==== TASK DATA

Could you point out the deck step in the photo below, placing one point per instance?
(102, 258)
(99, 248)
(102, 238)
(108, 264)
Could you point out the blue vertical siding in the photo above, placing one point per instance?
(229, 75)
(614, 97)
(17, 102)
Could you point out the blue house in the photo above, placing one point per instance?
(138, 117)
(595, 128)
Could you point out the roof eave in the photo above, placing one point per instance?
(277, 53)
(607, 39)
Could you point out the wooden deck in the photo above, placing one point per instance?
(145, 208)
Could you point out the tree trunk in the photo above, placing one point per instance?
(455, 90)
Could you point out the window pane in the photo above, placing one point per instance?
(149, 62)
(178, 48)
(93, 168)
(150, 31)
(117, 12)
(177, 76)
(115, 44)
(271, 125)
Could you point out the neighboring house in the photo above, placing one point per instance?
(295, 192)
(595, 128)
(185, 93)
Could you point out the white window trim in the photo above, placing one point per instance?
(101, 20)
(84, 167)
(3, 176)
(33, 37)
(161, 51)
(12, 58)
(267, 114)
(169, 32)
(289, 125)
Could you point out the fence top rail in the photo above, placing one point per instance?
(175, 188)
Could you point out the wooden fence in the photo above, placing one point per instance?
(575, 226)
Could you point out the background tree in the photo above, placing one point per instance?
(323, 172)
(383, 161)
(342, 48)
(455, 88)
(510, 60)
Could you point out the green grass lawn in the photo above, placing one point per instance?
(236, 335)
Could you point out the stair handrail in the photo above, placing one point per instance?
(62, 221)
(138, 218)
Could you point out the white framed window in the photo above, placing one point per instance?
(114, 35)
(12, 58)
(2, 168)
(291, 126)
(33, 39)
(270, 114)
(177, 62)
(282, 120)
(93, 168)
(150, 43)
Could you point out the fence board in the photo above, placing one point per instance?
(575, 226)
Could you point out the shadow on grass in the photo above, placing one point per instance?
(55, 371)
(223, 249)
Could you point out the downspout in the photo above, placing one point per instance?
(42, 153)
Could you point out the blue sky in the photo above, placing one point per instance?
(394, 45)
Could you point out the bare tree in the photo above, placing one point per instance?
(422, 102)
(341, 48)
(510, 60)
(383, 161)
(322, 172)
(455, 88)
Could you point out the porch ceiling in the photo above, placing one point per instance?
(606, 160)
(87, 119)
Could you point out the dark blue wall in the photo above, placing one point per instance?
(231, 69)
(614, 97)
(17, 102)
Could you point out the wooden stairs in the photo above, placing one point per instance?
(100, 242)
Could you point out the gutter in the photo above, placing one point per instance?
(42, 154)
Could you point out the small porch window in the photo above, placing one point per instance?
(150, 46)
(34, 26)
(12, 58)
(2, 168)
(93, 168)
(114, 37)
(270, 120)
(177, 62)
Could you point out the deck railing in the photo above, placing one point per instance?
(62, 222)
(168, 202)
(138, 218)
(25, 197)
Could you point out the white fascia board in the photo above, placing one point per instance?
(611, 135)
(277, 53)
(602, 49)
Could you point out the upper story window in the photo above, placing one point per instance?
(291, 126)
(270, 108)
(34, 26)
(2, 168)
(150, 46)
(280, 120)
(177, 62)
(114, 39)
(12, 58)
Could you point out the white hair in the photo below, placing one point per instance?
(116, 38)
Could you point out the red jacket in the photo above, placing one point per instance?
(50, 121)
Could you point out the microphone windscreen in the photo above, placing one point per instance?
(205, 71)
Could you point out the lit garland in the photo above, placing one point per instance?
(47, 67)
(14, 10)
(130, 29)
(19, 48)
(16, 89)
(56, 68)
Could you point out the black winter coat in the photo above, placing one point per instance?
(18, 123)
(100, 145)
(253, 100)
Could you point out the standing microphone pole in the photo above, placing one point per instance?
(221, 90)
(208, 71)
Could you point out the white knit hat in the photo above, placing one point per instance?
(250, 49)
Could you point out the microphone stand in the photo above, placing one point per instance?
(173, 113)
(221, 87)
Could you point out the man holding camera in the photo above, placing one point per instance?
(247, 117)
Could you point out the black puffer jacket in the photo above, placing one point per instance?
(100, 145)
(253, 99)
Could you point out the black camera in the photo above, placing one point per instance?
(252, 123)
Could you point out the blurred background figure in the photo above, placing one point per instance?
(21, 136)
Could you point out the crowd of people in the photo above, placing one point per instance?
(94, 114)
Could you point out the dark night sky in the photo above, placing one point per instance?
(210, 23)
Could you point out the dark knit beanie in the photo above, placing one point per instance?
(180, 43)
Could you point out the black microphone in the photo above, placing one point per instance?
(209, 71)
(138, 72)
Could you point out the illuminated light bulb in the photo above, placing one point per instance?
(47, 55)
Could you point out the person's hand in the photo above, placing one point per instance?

========

- **WRITTEN EXERCISE**
Everything from the line with "Could you point out the white fascia" through the last line of the material above should be echoed exactly, and nothing else.

- **EXERCISE ANSWER**
Could you point out the white fascia board in the photo above, placing one point per instance?
(611, 135)
(277, 53)
(602, 49)
Could you point out the upper story window in the photo above, placing one point per instance?
(291, 126)
(270, 108)
(34, 26)
(2, 168)
(150, 46)
(280, 120)
(177, 62)
(114, 39)
(12, 58)
Could you point out the white hair in the photo below, placing one point per instance?
(116, 38)
Could you point out the red jacket in the photo above, placing one point per instance?
(50, 121)
Could you point out the microphone windscreen in the photo above, placing one point per instance?
(205, 71)
Could you point out the lit garland in the photo above, placing one point per instance?
(47, 67)
(14, 10)
(130, 29)
(19, 48)
(16, 89)
(56, 68)
Could you point out the black winter coat in the photo above, placing one point per instance?
(18, 123)
(100, 145)
(253, 100)
Could you point out the standing microphone pole in the photo above, placing one point per instance?
(221, 90)
(208, 71)
Could you point out the white knit hat in the photo above, placing one point per instance?
(250, 49)
Could you point out the microphone stand in the photo above, placing one point per instance?
(173, 113)
(221, 87)
Could you point out the man holding camera in the photo above, placing one point per instance?
(247, 117)
Could you point out the black puffer jacket in the photo above, placing one point per instance?
(100, 145)
(253, 99)
Could you point out the black camera in the photo above, placing one point per instance?
(252, 123)
Could you point out the blurred background figure in the photo above, placing one point per instance?
(21, 136)
Could you point out the crowd of people in the photo above, placing one point per instance?
(94, 114)
Could you point out the dark night sky in the photo above, placing one point per instance?
(210, 23)
Could you point out the dark knit beanie in the photo above, placing one point per instance?
(180, 43)
Could you point out the black microphone in the photo above, placing one point per instance?
(209, 71)
(138, 72)
Could you point out the illuminated light bulb in the photo above, placing one point per instance?
(47, 55)
Could you point out the person's hand in the photo above, placing one point per instance?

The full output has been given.